• **YOUR TASKS**
1) Translate the sentence "Dorenfest warned that the results are only preliminary." from the passage on hospital PACS purchasing into Spanish.
2) Continue the passage on hospital PACS purchasing from its final sentence.

• **PASSAGE FOR REVIEW**
=======
Forecast hinges on completing survey

Nearly two decades have passed since the first commercial PACS was proposed. Now it seems the commercial promise of this technology may finally be realized. Chicago analyst Sheldon Dorenfest believes that hospitals are poised to begin spending heavily on IT systems, and the PACS industry will be one of the major beneficiaries.

"The number of hospitals planning to purchase PACS has more than doubled in one year," said Dorenfest, president of Sheldon I. Dorenfest and Associates, a Chicago healthcare management consulting service.

A review of patient safety and PACS data from the first 720 hospitals interviewed for the 2003 Dorenfest Integrated Healthcare Delivery Database shows a substantial rise in the number of hospitals looking to buy new clinical systems, he said. PACS, computerized physician order entry (CPOE), clinical data repositories, and computerized patient records showed the biggest jumps in new buying interest in 2003.

Dorenfest warned that the results are only preliminary. Data from another 780 hospitals need to be entered. But about halfway through the collection and analysis process, the future looks bright for PACS.
=======
• **DATASET RECORDS**

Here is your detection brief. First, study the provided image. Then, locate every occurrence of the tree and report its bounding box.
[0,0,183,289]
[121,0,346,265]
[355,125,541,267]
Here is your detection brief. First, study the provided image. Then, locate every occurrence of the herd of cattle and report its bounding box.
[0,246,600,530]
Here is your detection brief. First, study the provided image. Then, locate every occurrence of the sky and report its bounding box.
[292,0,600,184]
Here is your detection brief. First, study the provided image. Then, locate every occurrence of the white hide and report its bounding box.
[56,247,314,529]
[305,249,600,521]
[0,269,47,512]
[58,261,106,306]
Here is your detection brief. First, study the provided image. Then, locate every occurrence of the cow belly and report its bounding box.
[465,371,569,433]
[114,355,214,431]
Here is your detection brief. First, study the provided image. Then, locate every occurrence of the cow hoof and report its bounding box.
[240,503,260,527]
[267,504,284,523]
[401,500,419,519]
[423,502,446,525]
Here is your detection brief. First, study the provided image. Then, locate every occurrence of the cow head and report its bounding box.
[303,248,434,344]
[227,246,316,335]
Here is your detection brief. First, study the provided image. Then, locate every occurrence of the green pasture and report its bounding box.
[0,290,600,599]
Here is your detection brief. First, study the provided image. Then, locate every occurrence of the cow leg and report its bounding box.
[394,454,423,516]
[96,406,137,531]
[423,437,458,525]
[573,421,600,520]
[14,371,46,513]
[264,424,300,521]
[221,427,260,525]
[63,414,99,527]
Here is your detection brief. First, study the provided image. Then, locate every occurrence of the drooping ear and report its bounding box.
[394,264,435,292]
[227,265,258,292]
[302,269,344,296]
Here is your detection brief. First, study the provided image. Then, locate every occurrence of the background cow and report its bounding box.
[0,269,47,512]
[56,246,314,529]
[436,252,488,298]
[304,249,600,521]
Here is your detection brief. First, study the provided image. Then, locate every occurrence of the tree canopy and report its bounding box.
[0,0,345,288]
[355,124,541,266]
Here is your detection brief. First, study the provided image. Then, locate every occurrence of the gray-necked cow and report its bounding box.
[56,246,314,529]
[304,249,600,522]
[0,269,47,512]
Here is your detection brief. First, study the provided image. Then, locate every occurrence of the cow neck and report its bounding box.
=======
• **OUTPUTS FOR THE TASKS**
1) Dorenfest advirtió que los resultados son solo preliminares.

2)
Of the first 720 hospitals interviewed for the 2002 report, 156 (21.6%) indicated an interest in buying PACS. By comparison, in the survey of the same number of hospitals this year, those indicating an interest in purchasing PACS more than doubled to 313 (43.5%). Dorenfest attributes the leap to patient safety and enterprise image distribution.

"Enterprise distribution is the major reason to get a PACS, but the force driving enterprise distribution is patient safety," he said.

Patient safety concerns create larger budgets for the purchase of electronic systems, such as PACS and CPOE, that will improve the delivery of healthcare, he said.

When complete, the database will profile about 1500 healthcare delivery systems, which together own, lease, or manage more than 30,000 healthcare facilities. It will include every hospital over 100 beds and 60% of all hospitals under 100 beds. Hospital profiles track 50 applications, including PACS.